_ASSIGNMENT:_ For this item, repeat the material exactly while omitting its pictures.

_AVAILABLE RECORDS:_
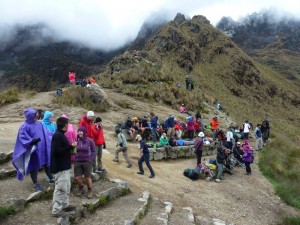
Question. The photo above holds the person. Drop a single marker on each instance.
(32, 149)
(248, 156)
(86, 153)
(144, 157)
(72, 78)
(258, 137)
(265, 129)
(71, 135)
(87, 122)
(229, 138)
(220, 161)
(98, 136)
(190, 127)
(153, 125)
(246, 129)
(122, 147)
(48, 123)
(214, 127)
(170, 124)
(129, 126)
(198, 145)
(60, 165)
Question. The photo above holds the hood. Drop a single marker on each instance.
(47, 116)
(29, 114)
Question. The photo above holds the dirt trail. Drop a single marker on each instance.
(239, 199)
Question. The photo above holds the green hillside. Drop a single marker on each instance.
(247, 89)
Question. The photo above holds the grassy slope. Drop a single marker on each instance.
(247, 89)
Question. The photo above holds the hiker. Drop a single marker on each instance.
(71, 135)
(98, 137)
(248, 156)
(86, 153)
(246, 129)
(178, 128)
(170, 124)
(220, 161)
(129, 127)
(229, 138)
(144, 156)
(87, 122)
(48, 123)
(190, 127)
(258, 138)
(182, 109)
(32, 149)
(72, 78)
(198, 145)
(122, 147)
(265, 129)
(153, 125)
(60, 164)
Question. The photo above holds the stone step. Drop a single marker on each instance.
(158, 213)
(104, 192)
(125, 210)
(181, 216)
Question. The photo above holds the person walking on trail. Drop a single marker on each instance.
(258, 137)
(122, 147)
(198, 145)
(86, 153)
(87, 122)
(32, 149)
(145, 157)
(99, 140)
(214, 127)
(60, 164)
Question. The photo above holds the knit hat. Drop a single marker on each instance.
(90, 114)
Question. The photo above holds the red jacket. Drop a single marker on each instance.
(84, 122)
(98, 135)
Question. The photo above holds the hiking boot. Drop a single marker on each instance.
(69, 208)
(38, 187)
(90, 194)
(61, 213)
(79, 191)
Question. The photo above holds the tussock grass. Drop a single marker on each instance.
(82, 97)
(9, 96)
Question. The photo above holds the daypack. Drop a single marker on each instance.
(190, 173)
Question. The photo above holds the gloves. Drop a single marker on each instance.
(34, 141)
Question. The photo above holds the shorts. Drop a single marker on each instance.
(83, 168)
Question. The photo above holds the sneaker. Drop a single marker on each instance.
(90, 194)
(79, 192)
(69, 208)
(38, 187)
(61, 213)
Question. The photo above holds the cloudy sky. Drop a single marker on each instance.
(109, 24)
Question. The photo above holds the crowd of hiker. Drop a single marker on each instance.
(55, 146)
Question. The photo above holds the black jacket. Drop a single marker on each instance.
(60, 158)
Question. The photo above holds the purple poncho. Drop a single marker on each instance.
(28, 158)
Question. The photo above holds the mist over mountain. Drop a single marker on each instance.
(270, 38)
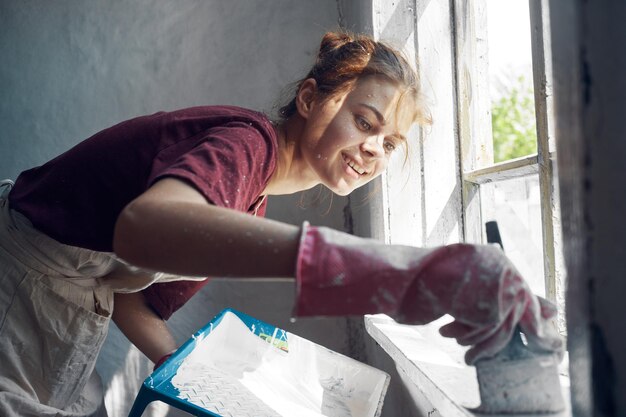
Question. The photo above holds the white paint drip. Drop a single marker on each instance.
(307, 381)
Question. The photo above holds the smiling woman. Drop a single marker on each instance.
(179, 193)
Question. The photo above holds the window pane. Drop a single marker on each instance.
(510, 79)
(515, 205)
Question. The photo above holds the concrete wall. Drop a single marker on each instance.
(588, 41)
(71, 68)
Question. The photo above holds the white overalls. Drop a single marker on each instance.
(55, 305)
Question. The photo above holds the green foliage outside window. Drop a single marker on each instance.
(513, 122)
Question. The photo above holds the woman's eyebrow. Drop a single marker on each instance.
(381, 119)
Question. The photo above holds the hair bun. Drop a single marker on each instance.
(334, 40)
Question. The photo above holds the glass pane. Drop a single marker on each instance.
(511, 80)
(514, 204)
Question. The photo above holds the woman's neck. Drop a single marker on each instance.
(292, 173)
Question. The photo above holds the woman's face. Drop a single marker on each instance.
(349, 138)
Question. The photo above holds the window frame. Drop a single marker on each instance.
(475, 172)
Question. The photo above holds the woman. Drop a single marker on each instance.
(173, 192)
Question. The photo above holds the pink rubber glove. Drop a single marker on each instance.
(339, 274)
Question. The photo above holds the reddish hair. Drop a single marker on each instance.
(344, 58)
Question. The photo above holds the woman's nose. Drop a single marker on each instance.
(373, 146)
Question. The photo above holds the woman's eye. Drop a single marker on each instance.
(363, 123)
(390, 146)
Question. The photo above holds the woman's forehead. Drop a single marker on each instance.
(385, 97)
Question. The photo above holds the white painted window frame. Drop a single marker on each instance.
(476, 172)
(437, 200)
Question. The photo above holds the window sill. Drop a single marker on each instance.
(435, 365)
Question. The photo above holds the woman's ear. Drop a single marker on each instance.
(306, 96)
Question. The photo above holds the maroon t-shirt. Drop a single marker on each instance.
(227, 153)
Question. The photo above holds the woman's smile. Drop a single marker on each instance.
(353, 168)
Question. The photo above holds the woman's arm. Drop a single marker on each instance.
(142, 326)
(171, 228)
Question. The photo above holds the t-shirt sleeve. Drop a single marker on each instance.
(230, 166)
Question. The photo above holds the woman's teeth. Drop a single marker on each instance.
(354, 166)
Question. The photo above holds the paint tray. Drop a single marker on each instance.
(239, 366)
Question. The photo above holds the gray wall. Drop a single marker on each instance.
(71, 68)
(590, 98)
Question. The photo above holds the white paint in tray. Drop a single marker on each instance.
(232, 371)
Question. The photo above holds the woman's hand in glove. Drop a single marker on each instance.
(340, 274)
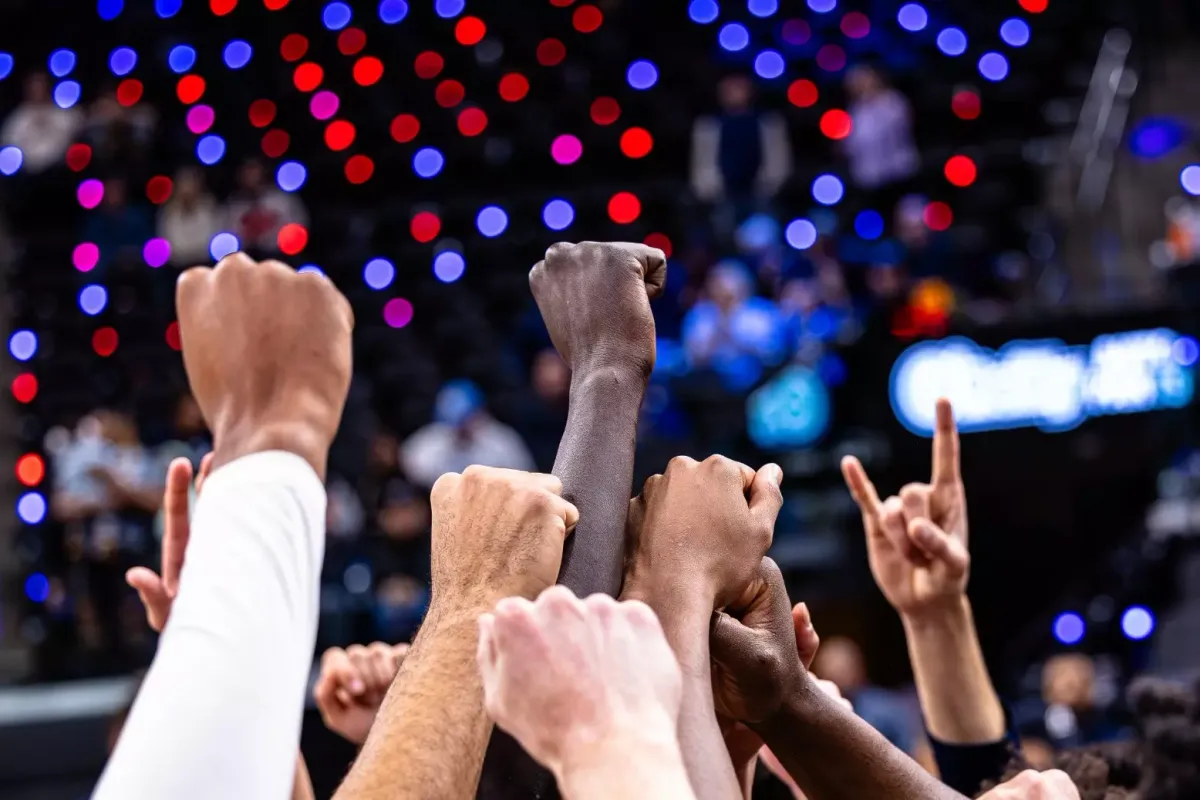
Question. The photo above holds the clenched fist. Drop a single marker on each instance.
(497, 533)
(268, 356)
(594, 298)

_EXERCISE RESPONSE:_
Question. The photo above holds the person. Drop a single marker on each instance.
(32, 149)
(248, 156)
(86, 153)
(144, 157)
(72, 78)
(258, 137)
(265, 129)
(71, 135)
(87, 122)
(229, 138)
(220, 161)
(98, 136)
(190, 127)
(153, 125)
(246, 129)
(122, 147)
(48, 123)
(214, 127)
(170, 124)
(129, 126)
(198, 145)
(60, 165)
Question. The photo above holds the hood. Drop a single marker on each instance.
(47, 116)
(29, 114)
Question. The photo above holds the dirt trail. Drop a single marker on each instance.
(239, 199)
Question. The photo above holds the green hillside. Drop a single marker on each instance.
(247, 89)
Question. The photo above holds the grassy slope. Drop a single marker on each instance.
(247, 89)
Question. The photo above holds the hiker. Drop a single marker on each instance.
(71, 135)
(98, 137)
(248, 156)
(86, 153)
(246, 129)
(178, 128)
(170, 124)
(220, 161)
(129, 127)
(229, 138)
(144, 156)
(87, 122)
(48, 123)
(190, 127)
(258, 138)
(182, 109)
(32, 149)
(72, 78)
(198, 145)
(122, 147)
(265, 129)
(153, 125)
(60, 164)
Question. The photo above holds the stone step. Drop a single marker on each instance.
(158, 213)
(104, 192)
(125, 210)
(181, 216)
Question. The photo above holds the person walking on trail. Drop a single marker on each instance.
(258, 137)
(122, 147)
(198, 145)
(86, 153)
(87, 122)
(32, 149)
(145, 157)
(99, 140)
(214, 127)
(60, 164)
Question. The photo above holds the knit hat. Drop a single marker on each instance.
(90, 114)
Question. The photo above holds the red jacket. Drop a single marker on each instance.
(84, 122)
(98, 135)
Question. The photo above holds the hiking boot. Drop a single marker on each instance.
(69, 208)
(38, 187)
(90, 194)
(61, 213)
(79, 191)
Question. The photo above holds the tussock grass. Drop a single marker on each instance.
(82, 97)
(9, 96)
Question. The photo above holds the daypack. Drop a single marker on each instance.
(190, 173)
Question. The photo above holds the gloves. Drop a single marker on each instance.
(34, 141)
Question. The photo above holds the shorts. Drop a single marker on each instance.
(83, 168)
Question. The photo above holds the sneaker. Drop a single marker on each instance.
(90, 194)
(79, 192)
(69, 208)
(38, 187)
(61, 213)
Question. The photo above holds the cloudy sky. Drop a single marker on each instance.
(109, 24)
Question. The photo above holds the crowd of hiker. Drop a single marker on each instance.
(55, 146)
Question. The photo above holds the black jacket. Drop a single marker on each instance.
(60, 158)
Question. The photo above holds the purple poncho. Drop a single marker on each instance.
(28, 158)
Question. The photo above holds the mist over mountain. Drop a single marker on each instance.
(270, 38)
Question. The photo above holds the white paint drip. Drop a single marker on each instance.
(307, 381)
Question. The photo above holds the smiling woman. Drop a single marker on each instance.
(179, 193)
Question. The photo above holds the window pane. Drop a single marker on each instance.
(510, 79)
(515, 205)
Question. The photo above holds the concrete wall. Drop a single marker on each instance.
(588, 41)
(71, 68)
Question. The photo above holds the white overalls. Drop a single marker on each instance.
(55, 305)
Question. The photo above holds the green foliage outside window. Drop a single marker on each instance.
(513, 122)
Question. The photo above holds the woman's eyebrow. Drop a single marker on each instance.
(381, 119)
Question. The photo above holds the hair bun. Drop a single marker on each instance.
(334, 40)
Question. The photo above holds the glass pane. Drop a single marker on each instance.
(511, 80)
(514, 204)
Question. The photo above holds the woman's neck. Drop a single marker on each instance.
(292, 173)
Question. The photo above holds the woman's face. Drop a single marker on each instance.
(349, 138)
Question. The photo above holds the window frame. Drop a single marker on each instance.
(475, 172)
Question. The photo above holds the woman. Drop a single marker on each instance.
(173, 192)
Question. The photo above holds the pink rubber glove. Drop a single marker on each instance.
(339, 274)
Question. The photo above holds the reddish hair. Drop a single marker on each instance.
(344, 58)
Question. The photo above holds the woman's nose. Drop a single marker on each instance.
(373, 146)
Question. The photo above holds the woman's eye. Drop a single marker on each instance.
(363, 123)
(390, 146)
Question. The photo above holds the woman's forehead. Drop a single marker on each instance.
(385, 97)
Question. The photo above holds the white painted window frame. Drop a single marker on each instance.
(476, 172)
(437, 200)
Question. The photo above holds the window sill. Drop a single marker on each instance.
(435, 365)
Question. The photo above holds the woman's ear. Drop a single marker on each instance.
(306, 96)
Question. The photo above holds the maroon t-shirt. Drop a single marker on each instance.
(227, 153)
Question. The photo above holds the woman's smile. Drop a single marker on each instance.
(353, 168)
Question. The photo above holds the woman's arm. Drop a single marker on each instance.
(142, 326)
(171, 228)
Question. The photo above holds the t-shirt sleeve. Drop a single marker on each instance.
(230, 166)
Question. The photo above holds the woman's teeth. Drop a single marker on each instance.
(354, 166)
Question. The photo above holds the paint tray. Drop a single marker on each instance.
(239, 366)
Question. The photo above holds the gray wall. Drop a single marker on each instance.
(71, 68)
(590, 98)
Question. The photo above holds the white paint in tray. Drop a single marker on each instance.
(232, 371)
Question. The photo above holds the woman's hand in glove. Drop a single marker on each instance.
(340, 274)
Question. The photo above holds the clenched fist. Drop a single marker on each instance.
(497, 533)
(268, 356)
(594, 298)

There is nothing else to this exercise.